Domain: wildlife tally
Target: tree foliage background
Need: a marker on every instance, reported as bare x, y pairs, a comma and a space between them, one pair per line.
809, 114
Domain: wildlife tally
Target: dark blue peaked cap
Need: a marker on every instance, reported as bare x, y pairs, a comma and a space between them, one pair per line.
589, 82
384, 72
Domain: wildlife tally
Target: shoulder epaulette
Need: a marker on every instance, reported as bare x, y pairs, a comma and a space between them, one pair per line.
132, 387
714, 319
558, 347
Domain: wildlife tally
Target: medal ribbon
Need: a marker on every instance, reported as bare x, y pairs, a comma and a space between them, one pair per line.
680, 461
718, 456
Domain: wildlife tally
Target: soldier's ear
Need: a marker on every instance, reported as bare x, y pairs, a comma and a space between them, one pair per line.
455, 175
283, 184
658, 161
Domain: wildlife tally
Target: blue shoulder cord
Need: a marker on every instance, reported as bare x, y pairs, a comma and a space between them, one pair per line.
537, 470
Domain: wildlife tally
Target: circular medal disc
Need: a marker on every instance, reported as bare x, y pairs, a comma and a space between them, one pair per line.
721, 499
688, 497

(WHAT YOU ARE ASKED TO DO):
The records above need to be transcribed in full. Keep every character unchanged.

(EXERCISE ANSWER):
Domain: wildlife tally
Target: tree foliage background
Need: a marker on every instance, reported as bare x, y pairs, a comma and a space between them, one pair per line.
809, 114
Domain: wildlife tally
Target: dark blue peaked cap
Need: a marker on every instance, reported as bare x, y pairs, a comma and a space between them, one pair per line.
589, 82
384, 72
Domain: wildlife tally
Target: shoulder epaulette
Need: a marker on every instance, reported as bare x, y pairs, a comma and a space between them, one pair per line.
132, 387
714, 319
558, 347
Domain: wildlife tally
Target: medal ribbon
Need: a marker on every instance, reported as bare x, y pairs, a comma and a space between them, one pair per line.
680, 461
718, 456
Domain: wildlife tally
Target: soldier's ear
Need: a marker on every instance, reported as bare x, y pairs, a comma and a space between them, one pair per line.
455, 175
283, 184
658, 161
Domain: wildlife tally
Target: blue shoulder cord
Need: a marker on every instance, reported as bare x, y pairs, a comma and a space between them, one pair per line.
537, 470
Domain: wildlife tally
Target: circular medal disc
Need: a marker on every instance, reported as bare x, y pairs, a comma and a space between them, one pair per line.
721, 499
688, 497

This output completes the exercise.